### Aim
Write out the records again from the line containing "TARGET: sideburn" through the end of the records, substituting "pin" for "marker" and leaving everything else unchanged.

### Supplied data
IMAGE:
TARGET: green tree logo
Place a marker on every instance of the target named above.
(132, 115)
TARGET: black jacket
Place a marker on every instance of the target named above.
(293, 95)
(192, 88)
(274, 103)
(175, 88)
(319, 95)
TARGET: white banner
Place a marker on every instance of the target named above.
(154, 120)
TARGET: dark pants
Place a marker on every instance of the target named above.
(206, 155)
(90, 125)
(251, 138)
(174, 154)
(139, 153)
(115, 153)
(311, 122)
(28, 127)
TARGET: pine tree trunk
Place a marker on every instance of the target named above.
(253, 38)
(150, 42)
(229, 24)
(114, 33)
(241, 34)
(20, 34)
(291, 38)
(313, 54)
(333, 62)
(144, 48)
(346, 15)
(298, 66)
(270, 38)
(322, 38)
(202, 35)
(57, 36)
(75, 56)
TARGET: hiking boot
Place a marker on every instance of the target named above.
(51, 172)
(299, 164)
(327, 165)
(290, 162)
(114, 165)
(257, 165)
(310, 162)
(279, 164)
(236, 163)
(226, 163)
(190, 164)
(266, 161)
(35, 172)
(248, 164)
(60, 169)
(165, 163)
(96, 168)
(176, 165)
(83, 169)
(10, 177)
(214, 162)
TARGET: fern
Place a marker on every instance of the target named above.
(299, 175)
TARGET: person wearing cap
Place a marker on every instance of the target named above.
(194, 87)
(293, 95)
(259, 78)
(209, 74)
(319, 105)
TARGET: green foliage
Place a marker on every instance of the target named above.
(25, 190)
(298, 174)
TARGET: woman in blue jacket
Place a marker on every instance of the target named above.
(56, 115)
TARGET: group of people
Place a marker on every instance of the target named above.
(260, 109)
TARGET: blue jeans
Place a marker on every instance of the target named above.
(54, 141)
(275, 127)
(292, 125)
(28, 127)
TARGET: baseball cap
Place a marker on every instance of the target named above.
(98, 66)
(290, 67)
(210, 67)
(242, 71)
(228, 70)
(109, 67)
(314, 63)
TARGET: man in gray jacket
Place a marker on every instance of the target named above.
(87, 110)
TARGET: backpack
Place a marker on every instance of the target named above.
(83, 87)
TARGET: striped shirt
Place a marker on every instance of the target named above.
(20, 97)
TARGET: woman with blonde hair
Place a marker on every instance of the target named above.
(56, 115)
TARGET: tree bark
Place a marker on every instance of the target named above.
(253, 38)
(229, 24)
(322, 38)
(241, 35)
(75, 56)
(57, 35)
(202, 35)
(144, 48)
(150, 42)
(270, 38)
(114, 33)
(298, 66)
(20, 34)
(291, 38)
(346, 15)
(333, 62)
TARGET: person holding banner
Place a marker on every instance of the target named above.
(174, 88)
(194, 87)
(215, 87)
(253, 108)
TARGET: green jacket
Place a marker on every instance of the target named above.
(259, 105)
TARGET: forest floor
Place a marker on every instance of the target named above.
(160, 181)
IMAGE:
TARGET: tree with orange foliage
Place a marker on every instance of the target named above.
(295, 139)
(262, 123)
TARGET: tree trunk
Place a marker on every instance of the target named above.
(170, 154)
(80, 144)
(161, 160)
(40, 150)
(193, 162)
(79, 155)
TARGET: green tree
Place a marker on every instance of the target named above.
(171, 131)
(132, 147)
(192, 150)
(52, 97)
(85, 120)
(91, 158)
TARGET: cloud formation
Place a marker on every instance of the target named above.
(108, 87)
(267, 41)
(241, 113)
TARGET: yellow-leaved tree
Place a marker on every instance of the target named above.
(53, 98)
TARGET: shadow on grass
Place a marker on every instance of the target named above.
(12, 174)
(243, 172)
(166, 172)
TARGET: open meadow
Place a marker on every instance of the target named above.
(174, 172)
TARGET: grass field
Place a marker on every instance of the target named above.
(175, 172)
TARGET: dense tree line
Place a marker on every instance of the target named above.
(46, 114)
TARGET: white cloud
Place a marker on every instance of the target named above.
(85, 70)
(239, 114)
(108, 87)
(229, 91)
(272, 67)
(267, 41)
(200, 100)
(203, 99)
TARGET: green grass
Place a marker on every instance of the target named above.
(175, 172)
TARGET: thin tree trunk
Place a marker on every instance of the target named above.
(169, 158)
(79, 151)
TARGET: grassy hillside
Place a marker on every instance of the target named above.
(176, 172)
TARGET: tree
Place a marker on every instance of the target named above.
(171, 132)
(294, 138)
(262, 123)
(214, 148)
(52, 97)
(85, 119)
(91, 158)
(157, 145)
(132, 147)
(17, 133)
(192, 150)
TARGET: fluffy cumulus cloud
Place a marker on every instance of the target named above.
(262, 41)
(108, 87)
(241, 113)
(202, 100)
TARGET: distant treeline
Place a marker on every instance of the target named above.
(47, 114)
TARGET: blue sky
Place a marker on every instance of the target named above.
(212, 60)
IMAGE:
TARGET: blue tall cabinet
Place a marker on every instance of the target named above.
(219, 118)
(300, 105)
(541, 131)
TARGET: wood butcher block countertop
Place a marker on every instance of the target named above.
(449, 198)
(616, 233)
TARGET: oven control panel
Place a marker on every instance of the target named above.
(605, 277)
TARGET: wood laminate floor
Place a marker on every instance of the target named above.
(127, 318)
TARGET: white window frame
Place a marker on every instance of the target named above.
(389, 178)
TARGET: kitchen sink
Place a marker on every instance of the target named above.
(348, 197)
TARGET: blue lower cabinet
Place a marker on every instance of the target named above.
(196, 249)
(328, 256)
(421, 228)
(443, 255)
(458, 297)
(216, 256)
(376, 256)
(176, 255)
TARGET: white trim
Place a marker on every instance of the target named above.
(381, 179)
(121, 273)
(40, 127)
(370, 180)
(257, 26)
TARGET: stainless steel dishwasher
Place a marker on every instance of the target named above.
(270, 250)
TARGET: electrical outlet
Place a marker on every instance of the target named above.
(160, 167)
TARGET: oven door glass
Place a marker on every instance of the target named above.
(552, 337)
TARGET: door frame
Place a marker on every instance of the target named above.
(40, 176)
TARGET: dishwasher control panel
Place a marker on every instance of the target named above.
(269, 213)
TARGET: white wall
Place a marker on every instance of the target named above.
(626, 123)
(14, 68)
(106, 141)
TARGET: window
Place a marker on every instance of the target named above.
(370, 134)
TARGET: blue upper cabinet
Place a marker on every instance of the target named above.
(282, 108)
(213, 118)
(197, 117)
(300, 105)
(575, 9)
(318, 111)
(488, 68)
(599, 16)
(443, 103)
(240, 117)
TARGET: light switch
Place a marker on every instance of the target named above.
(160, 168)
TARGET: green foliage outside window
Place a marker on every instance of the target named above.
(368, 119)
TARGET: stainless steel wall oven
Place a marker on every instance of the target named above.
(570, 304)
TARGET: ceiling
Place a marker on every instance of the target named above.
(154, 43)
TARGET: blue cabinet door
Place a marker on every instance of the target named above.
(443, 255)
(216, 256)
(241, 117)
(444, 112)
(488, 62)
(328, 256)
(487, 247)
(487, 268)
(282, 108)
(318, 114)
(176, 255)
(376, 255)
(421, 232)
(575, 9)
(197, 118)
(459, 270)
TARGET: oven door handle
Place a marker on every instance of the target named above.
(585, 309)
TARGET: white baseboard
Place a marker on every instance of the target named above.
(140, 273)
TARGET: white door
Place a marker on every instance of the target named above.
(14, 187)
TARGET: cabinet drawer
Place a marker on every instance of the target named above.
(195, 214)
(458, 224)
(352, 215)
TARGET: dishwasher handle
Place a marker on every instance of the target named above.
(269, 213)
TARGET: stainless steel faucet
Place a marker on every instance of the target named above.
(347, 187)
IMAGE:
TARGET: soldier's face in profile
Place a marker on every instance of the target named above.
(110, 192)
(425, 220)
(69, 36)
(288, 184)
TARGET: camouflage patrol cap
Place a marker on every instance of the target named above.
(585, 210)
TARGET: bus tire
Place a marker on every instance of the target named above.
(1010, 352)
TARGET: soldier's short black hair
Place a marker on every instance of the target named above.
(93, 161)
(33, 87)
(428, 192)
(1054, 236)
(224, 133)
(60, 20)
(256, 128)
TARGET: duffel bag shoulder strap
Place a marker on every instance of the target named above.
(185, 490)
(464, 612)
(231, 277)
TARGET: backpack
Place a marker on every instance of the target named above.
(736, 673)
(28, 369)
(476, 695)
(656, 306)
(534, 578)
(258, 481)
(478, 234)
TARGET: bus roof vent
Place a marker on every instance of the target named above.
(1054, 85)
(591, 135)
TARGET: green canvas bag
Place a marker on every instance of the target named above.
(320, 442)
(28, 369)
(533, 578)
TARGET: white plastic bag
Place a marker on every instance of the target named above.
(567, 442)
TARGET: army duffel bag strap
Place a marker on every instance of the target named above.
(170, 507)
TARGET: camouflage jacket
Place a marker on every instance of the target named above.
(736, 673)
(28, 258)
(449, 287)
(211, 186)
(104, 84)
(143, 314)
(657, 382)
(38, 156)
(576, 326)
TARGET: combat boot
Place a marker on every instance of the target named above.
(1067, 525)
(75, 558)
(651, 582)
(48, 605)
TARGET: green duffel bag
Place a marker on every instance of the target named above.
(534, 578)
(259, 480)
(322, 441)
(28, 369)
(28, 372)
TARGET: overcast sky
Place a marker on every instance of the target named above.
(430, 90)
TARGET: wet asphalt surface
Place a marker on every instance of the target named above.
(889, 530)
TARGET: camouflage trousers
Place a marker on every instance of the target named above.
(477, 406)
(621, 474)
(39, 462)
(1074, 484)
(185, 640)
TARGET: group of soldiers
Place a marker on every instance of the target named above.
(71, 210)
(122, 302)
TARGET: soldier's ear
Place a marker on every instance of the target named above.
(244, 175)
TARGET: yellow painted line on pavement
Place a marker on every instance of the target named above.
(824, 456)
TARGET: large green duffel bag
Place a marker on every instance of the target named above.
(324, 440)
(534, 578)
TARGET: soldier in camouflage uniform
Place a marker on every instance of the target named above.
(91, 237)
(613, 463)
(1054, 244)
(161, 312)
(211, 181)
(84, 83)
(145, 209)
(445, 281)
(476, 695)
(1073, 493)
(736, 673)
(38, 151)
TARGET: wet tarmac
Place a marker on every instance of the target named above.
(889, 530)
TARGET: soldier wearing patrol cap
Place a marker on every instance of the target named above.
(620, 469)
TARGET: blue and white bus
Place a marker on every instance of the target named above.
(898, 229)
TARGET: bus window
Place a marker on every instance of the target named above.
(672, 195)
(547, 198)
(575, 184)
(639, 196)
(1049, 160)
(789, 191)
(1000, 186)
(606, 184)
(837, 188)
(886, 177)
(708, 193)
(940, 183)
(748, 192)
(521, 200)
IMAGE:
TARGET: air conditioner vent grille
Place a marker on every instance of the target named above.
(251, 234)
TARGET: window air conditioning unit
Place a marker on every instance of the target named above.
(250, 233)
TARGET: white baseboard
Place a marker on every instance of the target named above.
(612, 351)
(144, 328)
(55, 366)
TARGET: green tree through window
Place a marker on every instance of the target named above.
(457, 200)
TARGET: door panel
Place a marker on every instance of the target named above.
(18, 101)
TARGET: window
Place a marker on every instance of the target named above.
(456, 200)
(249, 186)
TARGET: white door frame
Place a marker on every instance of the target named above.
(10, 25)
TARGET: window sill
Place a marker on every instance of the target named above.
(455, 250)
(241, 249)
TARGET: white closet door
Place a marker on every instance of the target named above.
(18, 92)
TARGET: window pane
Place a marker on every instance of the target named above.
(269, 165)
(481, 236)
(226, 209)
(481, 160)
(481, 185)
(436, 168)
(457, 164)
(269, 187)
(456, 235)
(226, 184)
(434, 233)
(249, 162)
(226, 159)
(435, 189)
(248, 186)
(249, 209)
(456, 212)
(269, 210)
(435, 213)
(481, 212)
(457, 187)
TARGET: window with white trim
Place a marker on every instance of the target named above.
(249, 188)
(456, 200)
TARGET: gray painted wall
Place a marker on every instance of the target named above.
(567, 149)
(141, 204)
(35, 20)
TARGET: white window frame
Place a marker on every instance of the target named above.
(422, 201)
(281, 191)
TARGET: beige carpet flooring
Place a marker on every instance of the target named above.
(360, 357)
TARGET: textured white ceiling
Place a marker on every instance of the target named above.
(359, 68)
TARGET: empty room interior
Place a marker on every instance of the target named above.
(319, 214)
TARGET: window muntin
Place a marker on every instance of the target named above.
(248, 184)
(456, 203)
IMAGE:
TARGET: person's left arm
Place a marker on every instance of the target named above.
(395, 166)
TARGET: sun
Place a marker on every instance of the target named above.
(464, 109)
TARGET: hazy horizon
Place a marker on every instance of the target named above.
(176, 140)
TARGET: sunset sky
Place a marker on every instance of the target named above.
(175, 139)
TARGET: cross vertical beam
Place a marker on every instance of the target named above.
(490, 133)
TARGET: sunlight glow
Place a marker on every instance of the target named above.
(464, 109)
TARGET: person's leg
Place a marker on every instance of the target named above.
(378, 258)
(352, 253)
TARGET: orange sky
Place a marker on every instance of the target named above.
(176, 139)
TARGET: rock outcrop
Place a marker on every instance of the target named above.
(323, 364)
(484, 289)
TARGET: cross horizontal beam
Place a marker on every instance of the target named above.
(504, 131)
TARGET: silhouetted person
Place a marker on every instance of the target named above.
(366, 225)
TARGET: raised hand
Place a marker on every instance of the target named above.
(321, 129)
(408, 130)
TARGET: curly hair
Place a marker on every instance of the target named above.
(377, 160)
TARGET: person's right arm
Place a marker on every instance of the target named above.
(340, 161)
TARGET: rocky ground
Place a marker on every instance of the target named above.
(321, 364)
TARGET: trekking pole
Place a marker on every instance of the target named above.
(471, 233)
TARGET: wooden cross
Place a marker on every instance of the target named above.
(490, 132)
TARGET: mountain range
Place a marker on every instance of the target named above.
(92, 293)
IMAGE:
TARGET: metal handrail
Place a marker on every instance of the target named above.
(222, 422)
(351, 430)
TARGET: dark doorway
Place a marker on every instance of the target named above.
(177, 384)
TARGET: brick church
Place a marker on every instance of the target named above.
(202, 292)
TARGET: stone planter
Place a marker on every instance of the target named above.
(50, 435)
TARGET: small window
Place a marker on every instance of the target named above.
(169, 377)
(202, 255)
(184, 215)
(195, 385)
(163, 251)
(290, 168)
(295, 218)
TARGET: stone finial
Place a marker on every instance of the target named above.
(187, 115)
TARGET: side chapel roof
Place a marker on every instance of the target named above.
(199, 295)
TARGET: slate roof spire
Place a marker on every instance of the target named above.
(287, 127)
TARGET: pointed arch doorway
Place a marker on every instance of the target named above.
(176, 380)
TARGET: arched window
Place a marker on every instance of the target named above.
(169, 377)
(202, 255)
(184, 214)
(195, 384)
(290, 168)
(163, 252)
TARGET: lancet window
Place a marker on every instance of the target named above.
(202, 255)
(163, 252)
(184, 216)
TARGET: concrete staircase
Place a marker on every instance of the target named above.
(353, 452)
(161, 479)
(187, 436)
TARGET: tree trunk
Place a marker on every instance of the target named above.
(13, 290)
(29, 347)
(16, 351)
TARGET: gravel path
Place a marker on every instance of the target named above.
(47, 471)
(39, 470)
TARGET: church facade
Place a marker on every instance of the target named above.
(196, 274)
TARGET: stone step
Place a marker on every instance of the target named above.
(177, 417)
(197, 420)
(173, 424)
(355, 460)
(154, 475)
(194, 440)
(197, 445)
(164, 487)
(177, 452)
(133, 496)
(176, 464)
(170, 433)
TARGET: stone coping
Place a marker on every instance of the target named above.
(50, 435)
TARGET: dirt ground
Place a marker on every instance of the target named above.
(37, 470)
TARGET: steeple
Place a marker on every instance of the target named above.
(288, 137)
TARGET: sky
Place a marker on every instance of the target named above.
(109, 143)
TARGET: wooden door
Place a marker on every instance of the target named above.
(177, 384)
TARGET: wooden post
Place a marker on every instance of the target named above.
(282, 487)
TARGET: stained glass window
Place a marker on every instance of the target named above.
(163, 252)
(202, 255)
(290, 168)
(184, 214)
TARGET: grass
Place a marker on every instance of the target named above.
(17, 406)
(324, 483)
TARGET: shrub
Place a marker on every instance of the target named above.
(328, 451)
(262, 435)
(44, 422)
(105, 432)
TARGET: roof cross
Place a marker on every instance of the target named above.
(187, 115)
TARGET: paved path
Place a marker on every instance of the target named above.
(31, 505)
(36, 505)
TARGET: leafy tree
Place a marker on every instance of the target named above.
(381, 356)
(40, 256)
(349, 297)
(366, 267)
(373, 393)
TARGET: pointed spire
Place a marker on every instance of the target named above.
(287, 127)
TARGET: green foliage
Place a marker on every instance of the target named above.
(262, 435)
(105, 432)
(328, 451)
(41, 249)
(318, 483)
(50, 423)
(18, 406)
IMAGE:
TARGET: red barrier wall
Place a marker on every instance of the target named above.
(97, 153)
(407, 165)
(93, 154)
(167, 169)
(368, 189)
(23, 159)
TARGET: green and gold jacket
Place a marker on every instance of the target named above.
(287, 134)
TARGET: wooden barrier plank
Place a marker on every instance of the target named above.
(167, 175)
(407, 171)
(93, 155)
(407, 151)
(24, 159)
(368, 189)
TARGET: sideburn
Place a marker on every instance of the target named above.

### Response to the exercise
TARGET: sideburn
Place a pin on every instance of the target named above.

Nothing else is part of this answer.